SHORT PROBLEM: Edit the records below, starting at the line that contains "-- sample [594,924]." and ending at the end of the records, by changing "thickest part" to "widest part" and leaving everything else unchanged. Return only those lines.

STORED ROWS:
+-------+

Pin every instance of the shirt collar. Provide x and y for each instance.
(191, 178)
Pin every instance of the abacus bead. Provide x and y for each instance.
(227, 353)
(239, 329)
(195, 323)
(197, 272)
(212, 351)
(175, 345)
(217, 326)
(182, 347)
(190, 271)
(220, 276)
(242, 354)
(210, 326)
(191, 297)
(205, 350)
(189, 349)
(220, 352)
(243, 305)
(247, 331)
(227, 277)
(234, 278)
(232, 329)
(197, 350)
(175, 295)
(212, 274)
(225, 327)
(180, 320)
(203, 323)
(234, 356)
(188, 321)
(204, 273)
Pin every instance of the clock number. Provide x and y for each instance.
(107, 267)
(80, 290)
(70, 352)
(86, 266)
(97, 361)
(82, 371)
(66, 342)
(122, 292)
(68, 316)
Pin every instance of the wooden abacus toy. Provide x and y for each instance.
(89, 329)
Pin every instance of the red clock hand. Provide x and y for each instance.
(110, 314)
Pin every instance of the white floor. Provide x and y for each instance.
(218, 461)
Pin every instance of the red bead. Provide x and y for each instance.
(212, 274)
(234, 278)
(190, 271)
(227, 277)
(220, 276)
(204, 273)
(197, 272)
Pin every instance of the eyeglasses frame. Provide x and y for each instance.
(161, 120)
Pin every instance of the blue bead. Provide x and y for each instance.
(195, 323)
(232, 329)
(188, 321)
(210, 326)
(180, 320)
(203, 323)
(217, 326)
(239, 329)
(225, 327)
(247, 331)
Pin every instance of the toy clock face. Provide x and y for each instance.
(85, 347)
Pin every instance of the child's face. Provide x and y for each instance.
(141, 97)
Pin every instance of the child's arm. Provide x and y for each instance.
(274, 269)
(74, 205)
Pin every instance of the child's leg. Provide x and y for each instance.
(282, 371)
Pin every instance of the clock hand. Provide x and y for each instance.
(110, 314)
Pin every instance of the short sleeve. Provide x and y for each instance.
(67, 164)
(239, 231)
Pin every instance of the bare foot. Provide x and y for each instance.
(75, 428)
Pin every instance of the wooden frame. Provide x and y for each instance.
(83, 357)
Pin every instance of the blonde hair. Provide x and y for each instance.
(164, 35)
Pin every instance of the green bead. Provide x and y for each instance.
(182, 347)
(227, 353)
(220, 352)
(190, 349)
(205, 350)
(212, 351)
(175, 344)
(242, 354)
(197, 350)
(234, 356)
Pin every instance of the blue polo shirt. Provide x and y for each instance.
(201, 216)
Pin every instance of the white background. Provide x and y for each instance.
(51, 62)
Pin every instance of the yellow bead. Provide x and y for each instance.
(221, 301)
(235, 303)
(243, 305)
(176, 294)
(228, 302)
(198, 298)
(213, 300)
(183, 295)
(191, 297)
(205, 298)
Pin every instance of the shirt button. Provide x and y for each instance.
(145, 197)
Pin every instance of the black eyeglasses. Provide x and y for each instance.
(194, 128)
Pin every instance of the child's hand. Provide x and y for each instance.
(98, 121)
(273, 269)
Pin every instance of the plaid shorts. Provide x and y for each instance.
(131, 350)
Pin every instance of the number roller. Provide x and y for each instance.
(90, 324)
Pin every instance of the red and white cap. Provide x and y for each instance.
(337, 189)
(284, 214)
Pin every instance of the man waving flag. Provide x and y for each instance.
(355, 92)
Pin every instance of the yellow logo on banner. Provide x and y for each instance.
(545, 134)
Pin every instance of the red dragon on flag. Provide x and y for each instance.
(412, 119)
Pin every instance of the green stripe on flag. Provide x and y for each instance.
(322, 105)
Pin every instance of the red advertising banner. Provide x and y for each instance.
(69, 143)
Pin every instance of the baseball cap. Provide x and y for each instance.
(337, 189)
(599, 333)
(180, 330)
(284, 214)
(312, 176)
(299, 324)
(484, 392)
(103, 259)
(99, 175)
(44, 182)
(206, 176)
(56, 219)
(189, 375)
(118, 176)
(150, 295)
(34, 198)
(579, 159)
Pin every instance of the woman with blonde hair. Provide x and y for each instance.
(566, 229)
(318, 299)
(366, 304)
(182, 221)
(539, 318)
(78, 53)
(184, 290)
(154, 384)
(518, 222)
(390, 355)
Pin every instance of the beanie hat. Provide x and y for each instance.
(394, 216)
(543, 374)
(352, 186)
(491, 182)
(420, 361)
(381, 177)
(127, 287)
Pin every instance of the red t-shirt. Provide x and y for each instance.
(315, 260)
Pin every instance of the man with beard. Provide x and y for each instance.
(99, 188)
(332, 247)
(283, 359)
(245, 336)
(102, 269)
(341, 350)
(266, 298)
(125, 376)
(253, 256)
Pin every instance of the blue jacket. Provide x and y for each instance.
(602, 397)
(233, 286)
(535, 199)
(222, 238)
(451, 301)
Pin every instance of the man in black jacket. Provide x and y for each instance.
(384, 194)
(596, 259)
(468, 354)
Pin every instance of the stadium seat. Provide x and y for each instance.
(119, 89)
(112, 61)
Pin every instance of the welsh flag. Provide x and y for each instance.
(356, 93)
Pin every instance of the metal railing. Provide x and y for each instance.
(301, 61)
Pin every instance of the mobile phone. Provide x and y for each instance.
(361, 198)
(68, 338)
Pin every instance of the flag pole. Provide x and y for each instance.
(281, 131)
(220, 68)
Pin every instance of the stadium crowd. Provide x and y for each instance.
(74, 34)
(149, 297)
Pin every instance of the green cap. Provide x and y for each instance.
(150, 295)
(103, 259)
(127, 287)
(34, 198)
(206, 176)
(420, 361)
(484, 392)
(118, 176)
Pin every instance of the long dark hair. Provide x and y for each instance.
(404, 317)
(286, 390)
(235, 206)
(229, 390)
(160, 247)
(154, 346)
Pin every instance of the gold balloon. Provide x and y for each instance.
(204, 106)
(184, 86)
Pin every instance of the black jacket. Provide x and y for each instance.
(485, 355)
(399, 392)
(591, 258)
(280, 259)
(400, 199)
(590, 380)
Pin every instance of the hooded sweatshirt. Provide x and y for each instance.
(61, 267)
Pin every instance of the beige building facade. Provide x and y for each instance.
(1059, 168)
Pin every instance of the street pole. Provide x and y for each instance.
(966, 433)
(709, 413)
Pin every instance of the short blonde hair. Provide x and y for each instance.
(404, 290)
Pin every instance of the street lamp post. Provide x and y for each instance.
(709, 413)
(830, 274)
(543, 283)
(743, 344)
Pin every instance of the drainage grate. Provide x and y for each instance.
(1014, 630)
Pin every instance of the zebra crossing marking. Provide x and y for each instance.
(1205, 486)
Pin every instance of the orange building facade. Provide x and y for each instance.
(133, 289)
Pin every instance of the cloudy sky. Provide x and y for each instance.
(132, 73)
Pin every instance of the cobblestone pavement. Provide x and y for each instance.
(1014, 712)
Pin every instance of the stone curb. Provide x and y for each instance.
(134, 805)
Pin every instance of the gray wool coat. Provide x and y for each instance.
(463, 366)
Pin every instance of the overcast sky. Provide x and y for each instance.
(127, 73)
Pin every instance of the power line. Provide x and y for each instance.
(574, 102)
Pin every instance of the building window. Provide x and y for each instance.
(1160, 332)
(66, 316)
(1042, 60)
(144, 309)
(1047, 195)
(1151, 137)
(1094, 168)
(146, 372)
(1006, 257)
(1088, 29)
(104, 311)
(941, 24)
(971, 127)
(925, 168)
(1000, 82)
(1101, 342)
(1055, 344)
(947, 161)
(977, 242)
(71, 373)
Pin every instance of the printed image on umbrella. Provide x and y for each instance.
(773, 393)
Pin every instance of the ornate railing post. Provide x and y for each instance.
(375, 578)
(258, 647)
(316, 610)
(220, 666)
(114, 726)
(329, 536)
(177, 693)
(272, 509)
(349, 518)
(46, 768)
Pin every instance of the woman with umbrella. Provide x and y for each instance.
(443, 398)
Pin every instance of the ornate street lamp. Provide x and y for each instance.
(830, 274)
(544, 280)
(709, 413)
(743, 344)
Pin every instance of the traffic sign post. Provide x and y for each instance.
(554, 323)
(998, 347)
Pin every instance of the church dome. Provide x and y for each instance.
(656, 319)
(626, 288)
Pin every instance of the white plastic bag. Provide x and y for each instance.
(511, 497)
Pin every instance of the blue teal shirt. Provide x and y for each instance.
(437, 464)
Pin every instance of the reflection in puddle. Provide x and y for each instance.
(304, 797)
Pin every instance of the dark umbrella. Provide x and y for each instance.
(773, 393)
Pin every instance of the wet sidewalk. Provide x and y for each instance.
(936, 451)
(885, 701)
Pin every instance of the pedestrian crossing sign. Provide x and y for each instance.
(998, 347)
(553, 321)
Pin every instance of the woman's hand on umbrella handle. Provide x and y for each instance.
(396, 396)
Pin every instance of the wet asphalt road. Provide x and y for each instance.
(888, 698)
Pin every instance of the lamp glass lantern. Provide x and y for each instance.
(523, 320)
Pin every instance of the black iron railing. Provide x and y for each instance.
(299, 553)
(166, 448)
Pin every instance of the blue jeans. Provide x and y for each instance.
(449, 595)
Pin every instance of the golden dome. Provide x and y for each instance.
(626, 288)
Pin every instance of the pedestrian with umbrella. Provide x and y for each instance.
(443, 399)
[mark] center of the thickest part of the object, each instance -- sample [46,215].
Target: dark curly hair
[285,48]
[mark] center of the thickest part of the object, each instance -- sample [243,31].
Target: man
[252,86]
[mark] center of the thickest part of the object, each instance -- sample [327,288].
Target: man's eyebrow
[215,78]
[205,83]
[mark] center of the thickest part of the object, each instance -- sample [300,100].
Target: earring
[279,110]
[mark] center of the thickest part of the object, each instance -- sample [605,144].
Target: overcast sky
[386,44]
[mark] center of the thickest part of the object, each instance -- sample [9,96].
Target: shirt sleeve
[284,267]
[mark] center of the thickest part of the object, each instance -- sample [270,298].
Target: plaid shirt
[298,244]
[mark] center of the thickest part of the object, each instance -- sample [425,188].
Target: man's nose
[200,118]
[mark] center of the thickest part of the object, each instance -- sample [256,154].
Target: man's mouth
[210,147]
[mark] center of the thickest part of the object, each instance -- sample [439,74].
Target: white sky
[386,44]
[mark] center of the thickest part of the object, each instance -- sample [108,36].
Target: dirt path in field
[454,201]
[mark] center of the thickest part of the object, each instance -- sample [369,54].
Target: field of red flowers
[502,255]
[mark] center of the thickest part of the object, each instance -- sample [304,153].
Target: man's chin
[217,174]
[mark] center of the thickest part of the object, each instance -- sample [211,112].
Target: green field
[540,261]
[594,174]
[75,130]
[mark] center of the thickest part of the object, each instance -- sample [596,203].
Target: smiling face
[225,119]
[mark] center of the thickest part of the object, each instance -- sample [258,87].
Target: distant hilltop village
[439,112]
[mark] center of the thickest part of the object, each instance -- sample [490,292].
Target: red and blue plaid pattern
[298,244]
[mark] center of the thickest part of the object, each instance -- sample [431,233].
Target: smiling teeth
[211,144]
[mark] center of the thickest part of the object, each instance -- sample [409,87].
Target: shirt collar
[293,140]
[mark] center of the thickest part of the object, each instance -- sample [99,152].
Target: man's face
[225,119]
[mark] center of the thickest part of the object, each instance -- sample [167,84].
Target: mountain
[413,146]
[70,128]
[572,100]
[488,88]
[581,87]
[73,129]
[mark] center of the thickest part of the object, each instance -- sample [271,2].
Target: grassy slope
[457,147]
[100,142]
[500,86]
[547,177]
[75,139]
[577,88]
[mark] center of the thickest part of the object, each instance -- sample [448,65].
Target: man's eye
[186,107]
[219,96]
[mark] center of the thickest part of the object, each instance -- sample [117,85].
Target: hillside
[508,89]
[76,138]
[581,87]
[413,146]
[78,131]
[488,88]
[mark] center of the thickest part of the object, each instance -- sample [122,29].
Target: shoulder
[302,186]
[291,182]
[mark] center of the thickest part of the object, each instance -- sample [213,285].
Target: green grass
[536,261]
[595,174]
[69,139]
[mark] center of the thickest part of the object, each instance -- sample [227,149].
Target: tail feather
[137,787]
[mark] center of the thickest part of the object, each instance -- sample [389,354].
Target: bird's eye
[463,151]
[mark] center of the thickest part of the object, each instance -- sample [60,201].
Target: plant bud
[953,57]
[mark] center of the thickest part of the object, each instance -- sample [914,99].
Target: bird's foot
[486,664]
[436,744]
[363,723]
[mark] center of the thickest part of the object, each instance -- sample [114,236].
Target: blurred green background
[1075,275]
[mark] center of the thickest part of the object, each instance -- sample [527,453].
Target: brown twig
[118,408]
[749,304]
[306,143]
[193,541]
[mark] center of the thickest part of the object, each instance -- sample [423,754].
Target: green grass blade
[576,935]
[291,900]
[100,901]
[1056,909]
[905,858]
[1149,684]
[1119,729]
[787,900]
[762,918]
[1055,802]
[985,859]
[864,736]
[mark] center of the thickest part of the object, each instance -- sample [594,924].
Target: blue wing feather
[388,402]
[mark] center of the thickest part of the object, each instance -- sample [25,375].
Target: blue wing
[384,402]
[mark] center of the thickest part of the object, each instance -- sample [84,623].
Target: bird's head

+-------+

TASK SOLUTION:
[mark] center of the widest part of the object, each instance -- sample [594,924].
Target: blue wing feather
[388,402]
[mark] center of the widest part of the object, each instance -- sample [25,375].
Target: blue wing
[384,402]
[mark] center of the widest part of the object, each instance -- sample [84,623].
Target: bird's head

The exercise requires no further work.